- What is asked: Edit the part of the data that opens with the line containing "Target: cut spruce tree" and runs to the end of the data. Reproduce those lines with "camouflage jacket" changed to "hunting jacket" and everything else left as is.

- Task inputs:
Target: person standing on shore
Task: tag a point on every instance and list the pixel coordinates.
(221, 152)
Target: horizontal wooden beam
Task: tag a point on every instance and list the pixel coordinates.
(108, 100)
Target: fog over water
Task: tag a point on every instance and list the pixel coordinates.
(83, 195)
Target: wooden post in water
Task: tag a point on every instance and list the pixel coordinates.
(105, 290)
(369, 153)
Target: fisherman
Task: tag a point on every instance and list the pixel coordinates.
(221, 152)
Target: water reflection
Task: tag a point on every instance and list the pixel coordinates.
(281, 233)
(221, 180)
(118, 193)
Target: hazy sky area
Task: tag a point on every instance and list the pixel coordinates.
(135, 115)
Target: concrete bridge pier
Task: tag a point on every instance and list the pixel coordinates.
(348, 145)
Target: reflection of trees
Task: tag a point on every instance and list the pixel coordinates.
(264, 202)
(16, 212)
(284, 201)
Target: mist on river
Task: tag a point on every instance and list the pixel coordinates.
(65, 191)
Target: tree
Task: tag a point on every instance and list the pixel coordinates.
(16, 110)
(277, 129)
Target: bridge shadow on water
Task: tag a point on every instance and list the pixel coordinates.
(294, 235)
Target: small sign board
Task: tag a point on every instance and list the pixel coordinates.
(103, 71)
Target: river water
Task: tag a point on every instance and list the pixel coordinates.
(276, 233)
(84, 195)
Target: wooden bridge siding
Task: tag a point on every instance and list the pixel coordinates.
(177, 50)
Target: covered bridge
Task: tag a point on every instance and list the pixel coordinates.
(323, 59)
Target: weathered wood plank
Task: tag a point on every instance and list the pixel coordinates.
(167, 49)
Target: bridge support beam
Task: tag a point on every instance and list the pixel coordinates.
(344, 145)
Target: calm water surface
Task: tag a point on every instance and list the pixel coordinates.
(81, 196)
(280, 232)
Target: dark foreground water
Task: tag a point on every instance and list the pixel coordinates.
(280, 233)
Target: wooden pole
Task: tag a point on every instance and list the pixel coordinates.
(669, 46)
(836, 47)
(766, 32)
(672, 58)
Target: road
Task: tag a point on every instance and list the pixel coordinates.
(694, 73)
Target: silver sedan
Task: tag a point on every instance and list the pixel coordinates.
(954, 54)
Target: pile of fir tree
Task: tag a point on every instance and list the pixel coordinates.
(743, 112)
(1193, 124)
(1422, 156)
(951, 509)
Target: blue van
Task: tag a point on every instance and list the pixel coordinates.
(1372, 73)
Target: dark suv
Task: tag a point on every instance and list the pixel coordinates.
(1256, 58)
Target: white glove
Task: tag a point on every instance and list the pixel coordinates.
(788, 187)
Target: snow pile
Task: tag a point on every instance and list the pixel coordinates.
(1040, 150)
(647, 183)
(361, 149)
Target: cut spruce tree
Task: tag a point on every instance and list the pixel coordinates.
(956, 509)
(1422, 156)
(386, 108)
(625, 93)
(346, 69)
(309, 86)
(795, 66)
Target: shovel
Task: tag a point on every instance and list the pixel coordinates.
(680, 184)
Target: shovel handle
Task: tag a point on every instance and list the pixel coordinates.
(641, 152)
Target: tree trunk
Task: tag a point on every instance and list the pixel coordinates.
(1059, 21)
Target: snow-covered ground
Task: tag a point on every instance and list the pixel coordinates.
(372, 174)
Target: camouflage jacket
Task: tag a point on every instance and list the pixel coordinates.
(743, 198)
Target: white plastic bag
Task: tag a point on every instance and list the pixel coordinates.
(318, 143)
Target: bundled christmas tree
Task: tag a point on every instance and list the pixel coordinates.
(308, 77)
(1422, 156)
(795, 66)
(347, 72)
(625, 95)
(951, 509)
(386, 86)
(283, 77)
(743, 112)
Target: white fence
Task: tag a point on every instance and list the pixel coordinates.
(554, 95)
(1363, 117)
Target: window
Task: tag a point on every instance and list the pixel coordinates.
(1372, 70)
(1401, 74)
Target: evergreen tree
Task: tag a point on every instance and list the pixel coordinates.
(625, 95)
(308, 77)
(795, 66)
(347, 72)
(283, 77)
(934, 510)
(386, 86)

- Task solution:
Target: cut spruce tree
Task: tag a point on every instance and list the pixel coordinates.
(956, 509)
(1422, 156)
(386, 108)
(625, 93)
(346, 69)
(309, 86)
(795, 66)
Target: shovel
Task: tag a point on every instance and list the pixel coordinates.
(680, 184)
Target: shovel handle
Task: tag a point on every instance and list the pixel coordinates.
(641, 152)
Target: tree trunk
Task: tag a point on every instance and list the pixel coordinates.
(1059, 21)
Target: snow-covered ground
Task: tag a point on every instance and list the pixel coordinates.
(372, 174)
Target: hunting jacket
Task: tag a point on every instance and list the pixel coordinates.
(743, 198)
Target: white plastic bag
Task: tag a point on every instance and list the pixel coordinates.
(318, 143)
Target: bundled christmas tree
Task: tag a point on every instance and list the pixel coordinates.
(308, 77)
(1422, 156)
(795, 66)
(347, 72)
(625, 95)
(951, 509)
(386, 86)
(283, 77)
(743, 112)
Target: white fence
Task: tag a point on every instance and list the pixel coordinates.
(554, 95)
(1363, 117)
Target: window
Task: tag a point on every instance and list the pixel coordinates.
(1372, 70)
(1401, 74)
Target: evergreen tree
Task: tag a point on every instance and list the pixel coordinates.
(625, 95)
(308, 77)
(795, 66)
(347, 72)
(283, 77)
(934, 510)
(386, 86)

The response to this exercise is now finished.